| WHAT THIS TASK INVOLVES |
According to the article on loyalty program fraud, which two kinds of malicious attacks are botnets most commonly used for?

| EXERCISE PASSAGE |
<<<<
First Published on 21st July, 2017
Ai Editorial: Airlines need to guard themselves against data server breaches, malware or phishing programs in order to protect a loyal traveller’s login credentials and account, writes Ai’s Ritesh Gupta
Fraudsters attacking loyalty program isn’t new, but the threat is stronger than ever before.
The use of sophisticated bots is one reason why airlines and travel merchants need to be wary of the situation today. These are small applications that execute automated tasks. The fact that once a malware has infected a machine and it can be forced to turn infected machines into botnets is a serious concern. Bots are now at the forefront of triggering online fraud at large, and they can be deployed to test login credentials to take over user accounts. Considering that digital shoppers are sharing their personal details and not expect them to fill again while they transact or shop using their favourite loyalty currency, all of this needs to be guarded. Botnets are being counted upon to step up the efficacy of malicious attacks – most commonly account takeover and distributed denial-of-service attacks.
Overall, travel merchants need to guard themselves against data server breaches, malware or phishing programs in order to protect a loyal traveller’s login credentials.
>>>>
| SOURCE MATERIAL |
<<<<
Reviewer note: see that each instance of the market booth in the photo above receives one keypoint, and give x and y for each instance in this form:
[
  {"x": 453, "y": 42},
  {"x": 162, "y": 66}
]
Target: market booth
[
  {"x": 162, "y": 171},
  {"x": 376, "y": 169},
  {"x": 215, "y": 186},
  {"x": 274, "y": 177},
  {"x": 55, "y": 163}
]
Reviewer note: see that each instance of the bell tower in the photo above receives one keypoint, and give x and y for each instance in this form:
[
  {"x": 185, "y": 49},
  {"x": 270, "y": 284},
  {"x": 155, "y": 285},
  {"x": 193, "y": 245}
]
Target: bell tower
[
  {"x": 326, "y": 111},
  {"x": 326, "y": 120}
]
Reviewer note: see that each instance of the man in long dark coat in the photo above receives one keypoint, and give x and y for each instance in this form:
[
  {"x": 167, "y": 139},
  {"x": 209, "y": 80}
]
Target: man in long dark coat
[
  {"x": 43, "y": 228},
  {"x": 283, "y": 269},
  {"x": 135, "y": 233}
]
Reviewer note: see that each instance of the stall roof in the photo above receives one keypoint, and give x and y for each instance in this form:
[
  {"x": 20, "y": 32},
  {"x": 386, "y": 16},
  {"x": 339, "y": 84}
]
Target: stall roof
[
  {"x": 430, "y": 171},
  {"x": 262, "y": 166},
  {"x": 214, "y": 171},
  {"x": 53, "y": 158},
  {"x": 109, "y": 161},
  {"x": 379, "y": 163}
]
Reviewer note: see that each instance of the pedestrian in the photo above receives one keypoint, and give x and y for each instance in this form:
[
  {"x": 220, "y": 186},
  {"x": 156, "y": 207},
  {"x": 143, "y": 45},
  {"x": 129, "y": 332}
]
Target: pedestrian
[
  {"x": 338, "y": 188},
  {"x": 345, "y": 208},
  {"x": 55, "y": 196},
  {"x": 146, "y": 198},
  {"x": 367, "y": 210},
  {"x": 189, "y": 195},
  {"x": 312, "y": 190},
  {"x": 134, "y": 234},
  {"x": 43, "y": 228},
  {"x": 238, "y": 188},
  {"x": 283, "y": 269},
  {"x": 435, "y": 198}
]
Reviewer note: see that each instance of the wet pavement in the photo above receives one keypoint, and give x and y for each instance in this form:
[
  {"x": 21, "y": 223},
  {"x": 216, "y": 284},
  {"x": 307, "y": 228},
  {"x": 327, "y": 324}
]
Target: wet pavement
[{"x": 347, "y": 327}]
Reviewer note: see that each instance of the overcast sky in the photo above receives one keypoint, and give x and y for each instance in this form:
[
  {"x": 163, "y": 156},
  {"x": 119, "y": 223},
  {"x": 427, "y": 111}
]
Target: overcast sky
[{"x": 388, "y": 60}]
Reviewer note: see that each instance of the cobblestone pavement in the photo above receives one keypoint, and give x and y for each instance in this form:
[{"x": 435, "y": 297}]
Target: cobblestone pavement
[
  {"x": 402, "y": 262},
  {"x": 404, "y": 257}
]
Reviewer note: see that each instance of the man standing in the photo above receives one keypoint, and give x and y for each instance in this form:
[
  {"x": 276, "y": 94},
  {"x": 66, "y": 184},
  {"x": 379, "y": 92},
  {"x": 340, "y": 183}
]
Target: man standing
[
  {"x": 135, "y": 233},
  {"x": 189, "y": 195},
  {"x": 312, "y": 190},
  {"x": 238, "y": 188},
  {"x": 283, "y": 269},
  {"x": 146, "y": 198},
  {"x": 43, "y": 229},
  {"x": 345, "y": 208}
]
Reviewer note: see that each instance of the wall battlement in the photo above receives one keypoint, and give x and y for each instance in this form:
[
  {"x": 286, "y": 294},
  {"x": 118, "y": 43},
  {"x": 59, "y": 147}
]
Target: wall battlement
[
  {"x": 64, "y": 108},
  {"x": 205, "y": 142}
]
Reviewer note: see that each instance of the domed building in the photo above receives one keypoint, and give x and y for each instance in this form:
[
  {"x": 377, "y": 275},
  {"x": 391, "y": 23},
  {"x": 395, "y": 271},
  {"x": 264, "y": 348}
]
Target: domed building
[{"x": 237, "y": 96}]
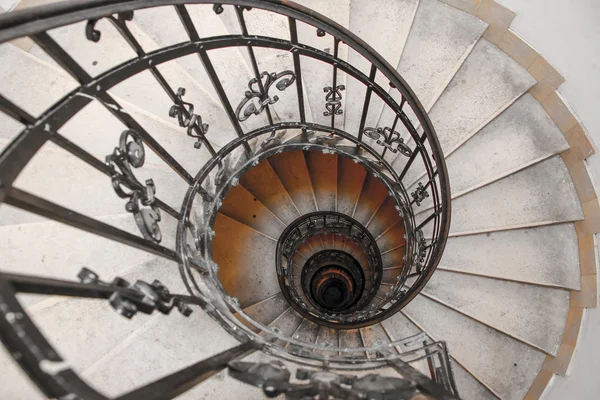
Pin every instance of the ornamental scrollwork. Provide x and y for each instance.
(389, 139)
(420, 194)
(184, 112)
(256, 100)
(333, 100)
(141, 203)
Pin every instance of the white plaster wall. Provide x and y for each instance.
(567, 34)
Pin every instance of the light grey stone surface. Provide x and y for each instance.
(539, 195)
(486, 83)
(504, 364)
(531, 313)
(544, 255)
>>>>
| SOLUTION TO THIS EXERCISE |
Account takeover and distributed denial-of-service attacks.